→ Task description:
In every row below, switch "disc" to "circle" and write the lines out again with nothing else changed. Leave the pictures out of your answer.
☆ ☆ ☆ ☆
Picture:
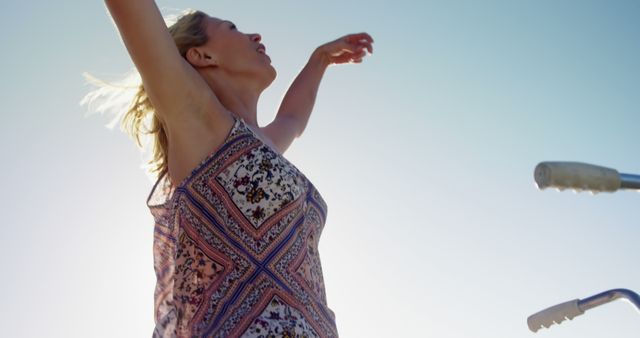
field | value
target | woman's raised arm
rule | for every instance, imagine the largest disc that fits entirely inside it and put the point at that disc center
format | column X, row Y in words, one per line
column 171, row 83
☆ ☆ ☆ ☆
→ Completed task:
Picture:
field | value
target | woman's raised arm
rule | for every instance, imagine the largest circle that fits entirely inside it and put the point at that circle center
format | column X, row Y in words, one per line
column 171, row 83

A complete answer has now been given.